>> Start

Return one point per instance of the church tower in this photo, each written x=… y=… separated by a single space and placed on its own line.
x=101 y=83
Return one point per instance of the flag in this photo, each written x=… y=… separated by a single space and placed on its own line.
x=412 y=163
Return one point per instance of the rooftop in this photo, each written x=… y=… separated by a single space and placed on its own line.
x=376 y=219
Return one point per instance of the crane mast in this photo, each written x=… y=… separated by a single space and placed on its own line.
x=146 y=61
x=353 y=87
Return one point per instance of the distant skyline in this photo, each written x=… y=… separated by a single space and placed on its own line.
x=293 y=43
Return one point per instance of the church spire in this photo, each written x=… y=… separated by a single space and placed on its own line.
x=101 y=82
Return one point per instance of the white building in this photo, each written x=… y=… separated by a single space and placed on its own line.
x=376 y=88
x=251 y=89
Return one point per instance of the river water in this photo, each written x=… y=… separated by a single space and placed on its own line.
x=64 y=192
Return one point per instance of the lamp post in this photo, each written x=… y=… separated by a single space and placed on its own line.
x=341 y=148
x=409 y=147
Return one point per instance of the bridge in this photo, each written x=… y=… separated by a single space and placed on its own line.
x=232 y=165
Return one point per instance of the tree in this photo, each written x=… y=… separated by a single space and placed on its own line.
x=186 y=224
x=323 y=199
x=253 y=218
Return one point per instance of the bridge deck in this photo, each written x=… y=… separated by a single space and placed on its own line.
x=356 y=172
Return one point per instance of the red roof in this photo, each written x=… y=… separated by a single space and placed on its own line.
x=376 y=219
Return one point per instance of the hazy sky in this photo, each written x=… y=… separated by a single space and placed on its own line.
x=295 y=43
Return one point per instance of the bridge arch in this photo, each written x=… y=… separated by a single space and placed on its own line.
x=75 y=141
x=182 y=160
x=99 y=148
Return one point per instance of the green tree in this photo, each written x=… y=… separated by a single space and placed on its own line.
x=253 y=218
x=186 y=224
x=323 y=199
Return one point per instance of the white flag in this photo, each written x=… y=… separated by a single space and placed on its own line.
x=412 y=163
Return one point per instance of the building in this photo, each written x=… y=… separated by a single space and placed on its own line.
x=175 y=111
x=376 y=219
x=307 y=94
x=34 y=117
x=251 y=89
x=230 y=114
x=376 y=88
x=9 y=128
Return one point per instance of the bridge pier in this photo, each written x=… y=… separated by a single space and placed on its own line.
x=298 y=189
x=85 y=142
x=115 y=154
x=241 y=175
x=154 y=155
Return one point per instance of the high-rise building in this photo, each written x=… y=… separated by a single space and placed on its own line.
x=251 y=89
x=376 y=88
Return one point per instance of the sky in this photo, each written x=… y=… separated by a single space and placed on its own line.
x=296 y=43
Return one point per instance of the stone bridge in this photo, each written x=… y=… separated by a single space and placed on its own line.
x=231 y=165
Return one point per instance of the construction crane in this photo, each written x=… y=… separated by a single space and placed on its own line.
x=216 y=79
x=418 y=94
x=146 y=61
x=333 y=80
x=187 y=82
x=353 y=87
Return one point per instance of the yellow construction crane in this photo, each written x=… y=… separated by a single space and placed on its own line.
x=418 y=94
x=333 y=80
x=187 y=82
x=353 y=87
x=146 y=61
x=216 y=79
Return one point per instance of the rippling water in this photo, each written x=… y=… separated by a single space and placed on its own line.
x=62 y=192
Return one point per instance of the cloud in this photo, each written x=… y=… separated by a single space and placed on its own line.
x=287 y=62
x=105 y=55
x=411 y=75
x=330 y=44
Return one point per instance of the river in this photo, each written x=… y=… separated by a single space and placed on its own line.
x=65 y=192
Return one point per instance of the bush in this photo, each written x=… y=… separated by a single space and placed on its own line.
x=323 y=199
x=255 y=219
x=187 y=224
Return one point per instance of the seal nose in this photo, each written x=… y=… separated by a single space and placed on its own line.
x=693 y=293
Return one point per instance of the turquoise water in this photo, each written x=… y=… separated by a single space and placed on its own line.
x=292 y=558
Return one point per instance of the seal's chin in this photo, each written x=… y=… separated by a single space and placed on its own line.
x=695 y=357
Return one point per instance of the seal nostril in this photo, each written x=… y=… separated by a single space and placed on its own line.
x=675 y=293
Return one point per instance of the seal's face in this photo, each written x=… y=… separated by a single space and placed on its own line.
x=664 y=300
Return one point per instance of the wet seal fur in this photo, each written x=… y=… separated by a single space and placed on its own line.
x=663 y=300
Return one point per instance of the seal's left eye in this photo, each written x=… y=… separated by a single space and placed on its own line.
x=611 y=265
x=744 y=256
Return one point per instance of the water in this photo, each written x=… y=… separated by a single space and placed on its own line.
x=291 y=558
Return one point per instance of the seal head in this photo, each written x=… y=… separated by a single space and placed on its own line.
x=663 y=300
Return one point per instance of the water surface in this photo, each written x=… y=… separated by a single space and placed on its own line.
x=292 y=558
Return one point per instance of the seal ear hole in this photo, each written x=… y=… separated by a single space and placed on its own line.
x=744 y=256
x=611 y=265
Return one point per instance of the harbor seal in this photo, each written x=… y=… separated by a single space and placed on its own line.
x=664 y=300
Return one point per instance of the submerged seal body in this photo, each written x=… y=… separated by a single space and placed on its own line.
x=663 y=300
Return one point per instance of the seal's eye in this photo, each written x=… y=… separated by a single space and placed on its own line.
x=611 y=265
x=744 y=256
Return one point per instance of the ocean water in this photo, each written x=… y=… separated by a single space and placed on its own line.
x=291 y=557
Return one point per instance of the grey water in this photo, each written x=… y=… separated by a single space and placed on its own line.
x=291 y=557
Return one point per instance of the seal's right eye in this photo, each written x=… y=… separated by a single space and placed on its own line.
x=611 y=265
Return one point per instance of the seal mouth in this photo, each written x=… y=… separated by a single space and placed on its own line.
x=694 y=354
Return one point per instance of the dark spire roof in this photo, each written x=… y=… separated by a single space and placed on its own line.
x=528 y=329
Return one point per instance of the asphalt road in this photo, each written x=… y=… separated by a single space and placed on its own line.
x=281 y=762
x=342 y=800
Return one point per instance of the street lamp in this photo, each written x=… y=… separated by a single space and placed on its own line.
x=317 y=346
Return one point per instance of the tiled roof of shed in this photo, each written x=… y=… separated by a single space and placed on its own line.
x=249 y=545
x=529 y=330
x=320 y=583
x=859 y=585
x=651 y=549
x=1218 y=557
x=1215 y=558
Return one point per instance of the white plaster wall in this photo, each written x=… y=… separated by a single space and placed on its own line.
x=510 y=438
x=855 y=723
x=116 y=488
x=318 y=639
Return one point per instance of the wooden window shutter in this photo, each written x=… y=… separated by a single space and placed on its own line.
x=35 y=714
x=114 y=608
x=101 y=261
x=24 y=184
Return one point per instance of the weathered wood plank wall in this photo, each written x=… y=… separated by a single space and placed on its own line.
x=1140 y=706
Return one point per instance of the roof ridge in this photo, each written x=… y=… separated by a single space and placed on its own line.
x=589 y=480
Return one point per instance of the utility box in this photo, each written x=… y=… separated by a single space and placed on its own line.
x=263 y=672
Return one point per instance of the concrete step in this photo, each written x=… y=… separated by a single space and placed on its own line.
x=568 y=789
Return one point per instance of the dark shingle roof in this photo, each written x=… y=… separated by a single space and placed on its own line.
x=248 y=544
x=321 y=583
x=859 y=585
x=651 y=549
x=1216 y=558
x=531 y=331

>> End

* **THE REQUEST**
Take the line that contains "Return one point per instance of the roof ridge" and each line after it down to the last of the records, and retype them exactly; add nothing else.

* **RESULT OF THIS TASK**
Return one point per instance of the roof ridge in this photo, each written x=… y=… separated by a single space and placed on its own line.
x=589 y=480
Return one point per instance of the utility box in this photo, each written x=… y=… separated by a single space and placed on its own line.
x=263 y=672
Return one point per instance of the concrete step in this photo, each written x=… y=… separated by a single space and placed on its own line.
x=568 y=789
Return one point per instance of the dark shingle roof in this photo, each written x=… y=… separated by a single space and placed on its own line.
x=248 y=544
x=321 y=583
x=859 y=585
x=651 y=549
x=1216 y=558
x=531 y=331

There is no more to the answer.